SHORT PROBLEM: Write out the listing in full, matching it word for word.

'''

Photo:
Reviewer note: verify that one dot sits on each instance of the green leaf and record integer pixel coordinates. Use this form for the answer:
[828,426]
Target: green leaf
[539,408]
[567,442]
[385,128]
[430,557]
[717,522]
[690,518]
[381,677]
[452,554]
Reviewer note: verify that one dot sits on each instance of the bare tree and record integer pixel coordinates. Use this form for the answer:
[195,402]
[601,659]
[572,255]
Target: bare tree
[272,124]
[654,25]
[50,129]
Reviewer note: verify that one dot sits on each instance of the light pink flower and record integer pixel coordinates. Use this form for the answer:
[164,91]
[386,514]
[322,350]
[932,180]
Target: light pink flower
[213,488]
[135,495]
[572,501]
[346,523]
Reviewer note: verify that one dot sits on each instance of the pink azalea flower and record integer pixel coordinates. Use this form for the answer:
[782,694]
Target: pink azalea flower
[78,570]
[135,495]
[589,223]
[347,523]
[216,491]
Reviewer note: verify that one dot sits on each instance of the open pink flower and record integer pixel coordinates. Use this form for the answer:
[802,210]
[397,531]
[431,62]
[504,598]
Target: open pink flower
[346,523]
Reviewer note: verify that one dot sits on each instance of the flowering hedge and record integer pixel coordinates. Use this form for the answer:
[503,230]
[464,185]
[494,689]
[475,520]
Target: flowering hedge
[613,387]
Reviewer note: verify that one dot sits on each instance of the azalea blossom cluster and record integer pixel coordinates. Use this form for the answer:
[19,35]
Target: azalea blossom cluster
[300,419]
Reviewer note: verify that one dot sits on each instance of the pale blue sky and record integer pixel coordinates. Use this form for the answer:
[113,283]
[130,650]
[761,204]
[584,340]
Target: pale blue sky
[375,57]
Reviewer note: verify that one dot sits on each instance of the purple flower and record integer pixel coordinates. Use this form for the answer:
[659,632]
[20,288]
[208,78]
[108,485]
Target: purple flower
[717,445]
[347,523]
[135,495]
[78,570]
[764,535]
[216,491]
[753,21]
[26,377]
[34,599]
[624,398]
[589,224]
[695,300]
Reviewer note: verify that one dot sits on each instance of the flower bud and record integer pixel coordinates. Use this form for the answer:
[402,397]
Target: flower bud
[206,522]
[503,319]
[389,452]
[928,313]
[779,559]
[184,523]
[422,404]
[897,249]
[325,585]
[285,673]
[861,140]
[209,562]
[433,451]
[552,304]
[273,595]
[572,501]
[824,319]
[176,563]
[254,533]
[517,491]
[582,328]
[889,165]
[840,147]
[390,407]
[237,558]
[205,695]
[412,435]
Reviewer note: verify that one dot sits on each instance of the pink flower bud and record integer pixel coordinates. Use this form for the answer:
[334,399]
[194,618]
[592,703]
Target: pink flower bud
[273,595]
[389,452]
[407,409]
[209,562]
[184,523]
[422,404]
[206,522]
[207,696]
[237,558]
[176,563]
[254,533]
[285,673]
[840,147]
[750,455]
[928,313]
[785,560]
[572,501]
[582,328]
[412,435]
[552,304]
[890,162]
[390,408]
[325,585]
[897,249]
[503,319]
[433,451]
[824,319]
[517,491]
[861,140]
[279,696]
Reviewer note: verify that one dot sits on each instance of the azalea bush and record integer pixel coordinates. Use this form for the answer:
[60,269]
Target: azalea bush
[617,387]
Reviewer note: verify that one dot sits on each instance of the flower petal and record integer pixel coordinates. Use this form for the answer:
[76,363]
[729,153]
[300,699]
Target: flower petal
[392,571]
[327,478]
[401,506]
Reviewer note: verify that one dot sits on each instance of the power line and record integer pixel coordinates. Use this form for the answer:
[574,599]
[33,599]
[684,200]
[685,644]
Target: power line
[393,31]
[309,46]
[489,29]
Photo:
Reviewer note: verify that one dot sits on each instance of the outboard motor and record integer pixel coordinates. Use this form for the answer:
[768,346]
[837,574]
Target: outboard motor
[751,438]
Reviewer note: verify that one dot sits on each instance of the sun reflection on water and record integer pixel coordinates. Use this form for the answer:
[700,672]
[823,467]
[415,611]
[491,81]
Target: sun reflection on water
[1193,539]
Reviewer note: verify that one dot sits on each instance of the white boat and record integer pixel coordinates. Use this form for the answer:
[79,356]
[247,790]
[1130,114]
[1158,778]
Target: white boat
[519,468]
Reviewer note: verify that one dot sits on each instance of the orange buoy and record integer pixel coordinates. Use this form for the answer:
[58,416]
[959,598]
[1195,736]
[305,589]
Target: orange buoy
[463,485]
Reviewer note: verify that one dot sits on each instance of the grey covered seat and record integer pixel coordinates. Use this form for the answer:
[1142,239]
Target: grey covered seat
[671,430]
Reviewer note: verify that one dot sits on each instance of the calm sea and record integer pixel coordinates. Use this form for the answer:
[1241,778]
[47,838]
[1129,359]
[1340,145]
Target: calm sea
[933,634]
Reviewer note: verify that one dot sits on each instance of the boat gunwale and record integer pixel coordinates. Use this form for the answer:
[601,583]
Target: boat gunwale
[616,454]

'''

THE RESULT:
Photo:
Reviewer note: verify that one dot sits on each instance of the green leaf and record integer pixel coordinates. Use this form for the answer:
[828,426]
Target: green leaf
[539,408]
[567,442]
[385,128]
[430,557]
[717,522]
[690,518]
[381,677]
[452,554]
Reviewer note: verify that one dot sits on each instance of the bare tree and record integer pixel coordinates. Use this form for the answer:
[195,402]
[601,659]
[572,255]
Target: bare tree
[272,124]
[654,25]
[50,129]
Reviewer note: verify that one dot sits on each instance of the light pink flower and record integer pixel coordinates. Use this form for the answer:
[164,91]
[386,514]
[322,350]
[932,180]
Target: light pink flower
[213,488]
[135,495]
[572,501]
[346,523]
Reviewer note: verify that one dot sits on each instance of the pink azalea flower and record integer pixel coordinates. Use this form for the answer:
[782,694]
Target: pink azalea flower
[78,570]
[135,495]
[589,223]
[347,523]
[216,491]
Reviewer note: verify that one dot sits on each instance of the open pink flower and record integer pixel coordinates. Use this form for the answer:
[802,210]
[397,531]
[431,62]
[504,598]
Target: open pink flower
[346,523]
Reviewer note: verify that one dot sits on each instance of the flowering hedge and record integer pixel coordinates. Use this form for the answer:
[503,230]
[464,185]
[494,689]
[475,520]
Target: flowering hedge
[613,387]
Reviewer note: verify that one dot sits on each instance of the azalea blossom cluster and record integer pixel coordinates. Use this form for the answer:
[19,35]
Target: azalea blossom cluster
[300,419]
Reviewer note: verify that one dot sits on each instance of the pale blue sky and record integer pixel coordinates. Use this form for the answer:
[113,283]
[130,650]
[761,204]
[584,340]
Target: pale blue sky
[375,57]
Reviewer note: verify that one dot sits on each instance of the purple flower and record integer pixel coordinates. Use this form for the answer:
[659,632]
[20,288]
[208,78]
[108,485]
Target: purple flower
[717,445]
[347,523]
[135,495]
[78,570]
[764,535]
[216,491]
[753,21]
[26,377]
[34,599]
[624,398]
[589,224]
[695,300]
Reviewer note: verify that one dot sits on each instance of the flower bud and record integer pixel coordinates. Use this form for the answer:
[402,397]
Target: flower bud
[206,522]
[503,319]
[389,452]
[928,313]
[779,559]
[184,523]
[422,404]
[897,249]
[325,585]
[285,673]
[861,140]
[209,562]
[433,451]
[552,304]
[273,595]
[572,501]
[824,319]
[176,563]
[254,533]
[517,491]
[582,328]
[889,165]
[840,147]
[390,407]
[237,558]
[205,695]
[412,435]
Reviewer note: verify that one dot sits on each instance of the pink flower bud and record integer pixel coordinates. Use this form for the answer:
[334,399]
[194,618]
[592,703]
Target: pink flower bud
[273,595]
[389,452]
[407,409]
[209,562]
[184,523]
[422,404]
[206,522]
[207,696]
[237,558]
[176,563]
[254,533]
[285,673]
[840,147]
[750,455]
[928,313]
[785,560]
[572,501]
[582,328]
[412,435]
[552,304]
[890,162]
[390,408]
[325,585]
[897,249]
[503,319]
[433,451]
[824,319]
[517,491]
[861,140]
[279,696]
Reviewer note: verify that one dot sits on each instance of the azalea bush and record integer pixel coordinates. Use this form for the answer:
[60,269]
Target: azalea bush
[617,387]
Reviewer note: verify that one dot sits on each instance of the flower petal and record integer pixel coordinates. Use this form for the answer:
[76,363]
[729,153]
[300,699]
Target: flower petal
[392,571]
[327,478]
[401,506]
Reviewer note: verify that one dot sits on each instance of the power line and record integer pixel coordinates. Use this form for the answer:
[574,599]
[33,599]
[684,200]
[685,644]
Target: power line
[393,31]
[309,46]
[489,29]
Photo:
Reviewer note: verify that one dot sits on each instance of the outboard motor and record integer pixel coordinates. Use this form for the answer:
[768,346]
[837,574]
Target: outboard motor
[751,438]
Reviewer note: verify that one dot sits on each instance of the sun reflection on water and record integer pixel coordinates. Use this form for the answer:
[700,672]
[823,467]
[415,611]
[491,81]
Target: sun reflection on water
[1193,539]
Reviewer note: verify that one dot sits on each instance of the white boat and record integer pixel coordinates. Use this form for the answer:
[79,356]
[247,790]
[1130,114]
[1158,778]
Target: white boat
[519,468]
Reviewer note: verify that one dot sits on each instance of the orange buoy and record integer pixel coordinates. Use this form for the answer:
[58,416]
[959,598]
[1195,736]
[305,589]
Target: orange buoy
[463,485]
Reviewer note: verify that one dot sits on each instance of the grey covered seat and record integer pixel coordinates. Use this form for the answer:
[1142,239]
Target: grey covered seat
[671,430]
Reviewer note: verify that one dot sits on each instance of the calm sea and record integer pixel coordinates. Use this form for the answer:
[1241,778]
[47,838]
[1129,359]
[1340,145]
Target: calm sea
[933,634]
Reviewer note: verify that one dot sits on each instance of the boat gunwale and record integer pixel coordinates. Use this form for the answer:
[601,583]
Target: boat gunwale
[616,454]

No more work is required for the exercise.